▶ **Consegna 1**
Ricopia senza modifiche le righe dei record a partire da quella con "Target = gabled wooden roof" e proseguendo fino all'ultima riga dei record, estremi compresi.

▶ **Brano citato**
________________________

Sta dicendo che sia essa Bio o primo prezzo, alla fine, ha lo stesso sapore e qualità?
«Non si può generalizzare. Sicuramente per la carne economica, sulla base della classificazione CH-TAX, si usano le bestie qualitativamente inferiori. Ma si tratta di carne allevata come le altre, solo appartenente a una bestia più anziana, o più o meno grassa rispetto a ciò che lo standard richiederebbe. E stiamo parlando di manzo. Sul maiale, recentemente, ho visto dei filetti “prix garantie” e “budget”, che erano praticamente identici a quelli venduti a prezzo più alto».
Quali consigli darebbe a un cliente per riconoscere una carne di buona qualità e fare acquisti più consapevoli?
«È difficile dirlo. Ci vuole occhio e ognuno ha le sue esigenze. Di solito la carne buona ha un po' di grasso, che serve a renderla più tenera, ma c'è chi la vuole con la minor percentuale di grasso possibile. Va un po' a gusti. La differenza poi la può fare il taglio, il trasporto, la frollatura o anche la cottura. Una carne tagliata male risulterà dura, lo stesso se non è cotta a dovere. Una frollatura sbagliata la può rendere inutilizzabile. Come tutte le cose, poi, ci vuole maestria. Per sceglierla, per trattarla, per prepararla».

________________________

▶ **Dati mostrati**
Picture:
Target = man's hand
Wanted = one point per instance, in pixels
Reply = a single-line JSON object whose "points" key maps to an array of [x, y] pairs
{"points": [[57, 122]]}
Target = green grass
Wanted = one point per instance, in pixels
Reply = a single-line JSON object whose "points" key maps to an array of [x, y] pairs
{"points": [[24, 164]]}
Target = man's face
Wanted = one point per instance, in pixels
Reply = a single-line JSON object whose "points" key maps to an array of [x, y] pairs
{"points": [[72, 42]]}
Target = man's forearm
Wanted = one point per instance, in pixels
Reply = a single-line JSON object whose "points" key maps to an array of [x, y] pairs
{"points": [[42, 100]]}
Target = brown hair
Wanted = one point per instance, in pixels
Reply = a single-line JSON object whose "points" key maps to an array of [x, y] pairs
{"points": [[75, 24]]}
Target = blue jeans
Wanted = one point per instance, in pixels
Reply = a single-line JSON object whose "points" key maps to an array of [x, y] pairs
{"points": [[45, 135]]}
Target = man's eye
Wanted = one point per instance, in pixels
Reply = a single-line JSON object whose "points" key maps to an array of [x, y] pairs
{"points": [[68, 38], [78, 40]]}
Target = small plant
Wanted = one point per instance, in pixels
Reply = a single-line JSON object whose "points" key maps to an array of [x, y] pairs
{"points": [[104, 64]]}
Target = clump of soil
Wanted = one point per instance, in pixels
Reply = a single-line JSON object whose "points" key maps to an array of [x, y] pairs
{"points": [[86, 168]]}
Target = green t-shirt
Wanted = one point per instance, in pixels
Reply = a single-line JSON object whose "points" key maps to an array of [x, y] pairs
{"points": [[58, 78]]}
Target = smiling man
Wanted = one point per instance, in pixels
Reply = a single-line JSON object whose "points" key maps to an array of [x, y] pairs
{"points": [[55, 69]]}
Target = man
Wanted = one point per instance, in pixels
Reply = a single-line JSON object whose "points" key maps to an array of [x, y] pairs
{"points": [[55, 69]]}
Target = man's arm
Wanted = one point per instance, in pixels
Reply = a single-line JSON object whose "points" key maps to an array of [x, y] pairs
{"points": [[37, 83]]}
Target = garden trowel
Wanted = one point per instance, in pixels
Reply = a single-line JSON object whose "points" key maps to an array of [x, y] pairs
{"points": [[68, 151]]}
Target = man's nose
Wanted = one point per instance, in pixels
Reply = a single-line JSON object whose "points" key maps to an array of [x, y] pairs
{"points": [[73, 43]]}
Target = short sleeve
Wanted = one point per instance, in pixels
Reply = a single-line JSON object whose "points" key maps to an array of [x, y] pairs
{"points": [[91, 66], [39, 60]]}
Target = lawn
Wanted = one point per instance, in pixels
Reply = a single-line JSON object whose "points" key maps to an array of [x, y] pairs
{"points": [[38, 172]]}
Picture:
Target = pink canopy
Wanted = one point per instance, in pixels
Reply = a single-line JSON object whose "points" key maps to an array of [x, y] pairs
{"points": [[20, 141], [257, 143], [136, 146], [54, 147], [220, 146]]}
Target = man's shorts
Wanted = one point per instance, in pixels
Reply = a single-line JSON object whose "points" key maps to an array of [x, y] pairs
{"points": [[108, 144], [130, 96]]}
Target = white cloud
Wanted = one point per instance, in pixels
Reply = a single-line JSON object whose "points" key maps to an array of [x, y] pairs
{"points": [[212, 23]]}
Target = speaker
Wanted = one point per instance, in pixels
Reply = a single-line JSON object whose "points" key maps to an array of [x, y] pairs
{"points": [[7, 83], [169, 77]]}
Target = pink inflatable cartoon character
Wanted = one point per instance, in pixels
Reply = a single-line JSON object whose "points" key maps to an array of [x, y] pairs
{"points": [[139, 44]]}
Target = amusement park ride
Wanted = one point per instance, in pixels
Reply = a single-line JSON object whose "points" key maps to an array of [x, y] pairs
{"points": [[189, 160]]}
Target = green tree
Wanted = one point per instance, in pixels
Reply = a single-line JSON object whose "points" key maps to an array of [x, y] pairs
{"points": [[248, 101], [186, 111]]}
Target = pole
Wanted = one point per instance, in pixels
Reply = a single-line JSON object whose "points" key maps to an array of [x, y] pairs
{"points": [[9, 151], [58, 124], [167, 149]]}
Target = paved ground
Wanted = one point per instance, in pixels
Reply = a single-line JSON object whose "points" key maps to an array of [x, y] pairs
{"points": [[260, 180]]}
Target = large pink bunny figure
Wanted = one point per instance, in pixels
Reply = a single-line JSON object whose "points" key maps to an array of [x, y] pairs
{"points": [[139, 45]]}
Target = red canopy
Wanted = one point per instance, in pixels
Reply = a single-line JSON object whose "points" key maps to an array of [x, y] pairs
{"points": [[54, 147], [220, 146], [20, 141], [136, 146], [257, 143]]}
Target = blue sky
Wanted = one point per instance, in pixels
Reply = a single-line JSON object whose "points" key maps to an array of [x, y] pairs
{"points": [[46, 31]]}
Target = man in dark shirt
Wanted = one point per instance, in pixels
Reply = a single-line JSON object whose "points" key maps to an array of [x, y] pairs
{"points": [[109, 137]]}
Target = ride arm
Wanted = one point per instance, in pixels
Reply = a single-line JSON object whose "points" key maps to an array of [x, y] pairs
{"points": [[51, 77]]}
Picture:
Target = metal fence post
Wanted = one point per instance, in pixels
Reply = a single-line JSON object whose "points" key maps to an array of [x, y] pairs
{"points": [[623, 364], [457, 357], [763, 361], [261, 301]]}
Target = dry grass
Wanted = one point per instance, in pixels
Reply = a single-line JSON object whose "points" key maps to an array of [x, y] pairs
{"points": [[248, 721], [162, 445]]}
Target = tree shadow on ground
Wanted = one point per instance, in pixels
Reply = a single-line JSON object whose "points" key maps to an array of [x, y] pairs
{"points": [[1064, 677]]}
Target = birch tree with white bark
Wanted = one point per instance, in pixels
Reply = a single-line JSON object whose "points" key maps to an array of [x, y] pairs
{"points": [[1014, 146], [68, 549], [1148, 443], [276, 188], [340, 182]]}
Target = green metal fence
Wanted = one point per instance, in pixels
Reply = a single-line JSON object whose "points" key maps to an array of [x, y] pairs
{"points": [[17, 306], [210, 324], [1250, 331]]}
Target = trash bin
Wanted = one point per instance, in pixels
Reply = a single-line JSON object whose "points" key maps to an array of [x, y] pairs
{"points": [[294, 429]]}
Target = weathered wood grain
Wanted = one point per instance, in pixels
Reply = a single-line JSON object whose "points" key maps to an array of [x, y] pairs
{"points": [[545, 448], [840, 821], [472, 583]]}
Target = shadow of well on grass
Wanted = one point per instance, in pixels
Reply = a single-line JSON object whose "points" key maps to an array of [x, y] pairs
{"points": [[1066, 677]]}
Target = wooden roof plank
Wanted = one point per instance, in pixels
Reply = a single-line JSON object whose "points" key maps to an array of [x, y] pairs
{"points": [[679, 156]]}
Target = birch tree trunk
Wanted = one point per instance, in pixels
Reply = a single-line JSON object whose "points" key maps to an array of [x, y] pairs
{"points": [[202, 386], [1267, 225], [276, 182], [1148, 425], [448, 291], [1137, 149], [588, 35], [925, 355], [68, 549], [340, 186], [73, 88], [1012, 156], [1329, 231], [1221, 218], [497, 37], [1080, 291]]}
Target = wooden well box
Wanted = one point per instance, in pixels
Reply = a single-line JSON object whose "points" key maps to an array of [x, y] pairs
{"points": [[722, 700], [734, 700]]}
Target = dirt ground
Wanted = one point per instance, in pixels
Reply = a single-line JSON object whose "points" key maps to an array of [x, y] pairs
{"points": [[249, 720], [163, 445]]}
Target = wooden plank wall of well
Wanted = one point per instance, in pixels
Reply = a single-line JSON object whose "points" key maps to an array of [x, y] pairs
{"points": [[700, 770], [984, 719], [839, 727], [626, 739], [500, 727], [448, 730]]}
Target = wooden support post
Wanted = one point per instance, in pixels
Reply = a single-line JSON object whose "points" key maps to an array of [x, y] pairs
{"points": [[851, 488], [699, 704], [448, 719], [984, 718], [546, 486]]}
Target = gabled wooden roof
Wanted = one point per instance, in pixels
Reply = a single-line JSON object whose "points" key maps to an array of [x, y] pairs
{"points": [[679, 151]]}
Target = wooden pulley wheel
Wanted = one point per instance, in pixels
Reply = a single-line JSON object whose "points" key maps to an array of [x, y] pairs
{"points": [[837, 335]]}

________________________

▶ **Consegna 2**
Riporta parola per parola il passo dell'intervista sulla carne che comincia con "Sta dicendo che" e prosegue fino a "acquisti più consapevoli?".

▶ **Risposta scritta 1**
Target = gabled wooden roof
Wanted = one point per instance, in pixels
Reply = a single-line JSON object whose "points" key maps to an array of [x, y] pairs
{"points": [[679, 151]]}
Target = wooden pulley wheel
Wanted = one point per instance, in pixels
Reply = a single-line JSON object whose "points" key maps to an array of [x, y] pairs
{"points": [[837, 335]]}

▶ **Risposta scritta 2**
Sta dicendo che sia essa Bio o primo prezzo, alla fine, ha lo stesso sapore e qualità?
«Non si può generalizzare. Sicuramente per la carne economica, sulla base della classificazione CH-TAX, si usano le bestie qualitativamente inferiori. Ma si tratta di carne allevata come le altre, solo appartenente a una bestia più anziana, o più o meno grassa rispetto a ciò che lo standard richiederebbe. E stiamo parlando di manzo. Sul maiale, recentemente, ho visto dei filetti “prix garantie” e “budget”, che erano praticamente identici a quelli venduti a prezzo più alto».
Quali consigli darebbe a un cliente per riconoscere una carne di buona qualità e fare acquisti più consapevoli?